● **Texte source**
L’espérance, une vertu pour l’Avent

Dimanche 28 novembre, nous entrons dans l’Avent, un temps litur­gique rem­pli d’es­pé­rance. Affermissons notre confiance en la venue tou­jours plus grande de Notre Seigneur dans notre âme.

Lors du 2e dimanche de l’Avent, la voix de Saint Paul reten­tit : « Que le Dieu de l’espérance vous rem­plisse de toute joie et toute paix en votre foi, pour que vous soyez riches d’espérance par la puis­sance de l’Esprit Saint » (Ro 15, 13). L’Apôtre nous parle de l’espérance chré­tienne, qui est bien la ver­tu propre au temps de l’Avent, au cours duquel on espère la venue tou­jours plus grande de Notre- Seigneur Jésus-​Christ dans notre âme.

Qu’est-ce donc que l’espérance chré­tienne ? Commençons par en don­ner deux images. Cette ver­tu est d’abord sym­bo­li­sée par une ancre de bateau. Celle-​ci per­met de gar­der une posi­tion sur la mer mal­gré le mou­ve­ment des vagues. L’espérance per­met ain­si de gar­der le bon cap, celui du Ciel, mal­gré les épreuves. Saint Thomas d’Aquin dit que l’ancre des bateaux s’accroche dans les pro­fon­deurs, alors que l’ancre de l’espérance s’accroche dans les hau­teurs du Ciel… L’autre image est celle de deux hommes qui rament, cha­cun dans sa barque, au milieu de la mer. Le pre­mier ne voit aucune terre à l’horizon ; bien vite, il va hési­ter sur la direc­tion à prendre, et va même être ten­té d’arrêter de ramer. Le second, au contraire, voit la terre à l’horizon. Il sait que c’est dans cette direc­tion qu’il doit se diri­ger, et la vision de cette terre l’encourage à conti­nuer de ramer. Le pre­mier homme sym­bo­lise l’âme sans l’espérance, le second la vie avec cette ver­tu ; elle fait aller de l’avant, mal­gré les évé­ne­ments par­fois contraires.

La doc­trine catho­lique de Boulenger a un très beau para­graphe pour par­ler de cette ver­tu : « L’homme est né pour le bon­heur ; il en a un désir immense qu’aucune joie ter­restre ne peut assou­vir et qui renaît sans cesse en dépit de toutes les dés­illu­sions de la vie. Dieu aurait-​il mis en nous cette soif de bon­heur pour nous trom­per éter­nel­le­ment ? Le pré­tendre serait un blas­phème. L’espérance est donc dans notre cœur parce que Dieu a vou­lu l’y mettre, et elle est d’ailleurs un des plus sûrs prin­cipes d’action. En nous mon­trant dans le loin­tain un bien infi­ni, elle nous aide à lut­ter ; elle nous relève si nous sommes momen­ta­né­ment vain­cus ; elle met dans nos âmes la patience et nous garde la confiance par­mi les insuc­cès et les épreuves. »

● **Enregistrements fournis**
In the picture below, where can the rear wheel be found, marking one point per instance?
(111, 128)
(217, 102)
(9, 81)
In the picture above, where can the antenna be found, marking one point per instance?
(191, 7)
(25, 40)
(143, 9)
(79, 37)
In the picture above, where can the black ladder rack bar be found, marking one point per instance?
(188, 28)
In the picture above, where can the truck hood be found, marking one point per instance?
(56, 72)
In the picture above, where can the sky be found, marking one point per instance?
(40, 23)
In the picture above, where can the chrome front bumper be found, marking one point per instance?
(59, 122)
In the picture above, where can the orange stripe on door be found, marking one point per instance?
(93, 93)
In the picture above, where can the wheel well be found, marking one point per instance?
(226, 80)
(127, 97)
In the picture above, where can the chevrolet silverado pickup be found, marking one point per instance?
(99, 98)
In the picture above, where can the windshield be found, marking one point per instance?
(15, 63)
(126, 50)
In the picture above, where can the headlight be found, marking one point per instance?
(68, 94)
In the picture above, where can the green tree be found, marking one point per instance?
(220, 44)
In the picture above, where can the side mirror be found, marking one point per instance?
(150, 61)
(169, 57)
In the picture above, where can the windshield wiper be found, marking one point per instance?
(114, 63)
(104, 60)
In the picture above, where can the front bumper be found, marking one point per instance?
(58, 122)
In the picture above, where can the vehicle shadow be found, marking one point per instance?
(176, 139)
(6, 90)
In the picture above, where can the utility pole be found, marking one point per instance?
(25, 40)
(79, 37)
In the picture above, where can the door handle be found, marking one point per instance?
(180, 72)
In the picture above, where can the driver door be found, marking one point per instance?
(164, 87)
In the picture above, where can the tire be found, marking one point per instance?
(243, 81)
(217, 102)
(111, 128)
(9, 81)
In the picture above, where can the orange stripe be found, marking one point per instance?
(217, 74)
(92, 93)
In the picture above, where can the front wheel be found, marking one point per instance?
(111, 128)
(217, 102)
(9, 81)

● **Exercice court 1**
Répondez à ces questions sur le texte consacré à l'espérance :
(a) Par quel objet cette vertu est-elle d'abord symbolisée ?
(b) Selon saint Thomas d'Aquin, où s'accroche l'ancre de l'espérance ?
(c) D'après le paragraphe de la doctrine catholique de Boulenger, pour quoi l'homme est-il né ?
● **Exercice court 2**
Présentez sous forme de liste numérotée les lignes des enregistrements allant de celle qui contient "In the picture above, where can the utility" jusqu'à la fin des enregistrements, ces deux bornes comprises, sans les lignes vides.

● **Résultat attendu 1**
(a) Par une ancre de bateau.
(b) Dans les hauteurs du Ciel.
(c) Pour le bonheur.

● **Résultat attendu 2**
1. In the picture above, where can the utility pole be found, marking one point per instance?
2. (25, 40)
3. (79, 37)
4. In the picture above, where can the door handle be found, marking one point per instance?
5. (180, 72)
6. In the picture above, where can the driver door be found, marking one point per instance?
7. (164, 87)
8. In the picture above, where can the tire be found, marking one point per instance?
9. (243, 81)
10. (217, 102)
11. (111, 128)
12. (9, 81)
13. In the picture above, where can the orange stripe be found, marking one point per instance?
14. (217, 74)
15. (92, 93)
16. In the picture above, where can the front wheel be found, marking one point per instance?
17. (111, 128)
18. (217, 102)
19. (9, 81)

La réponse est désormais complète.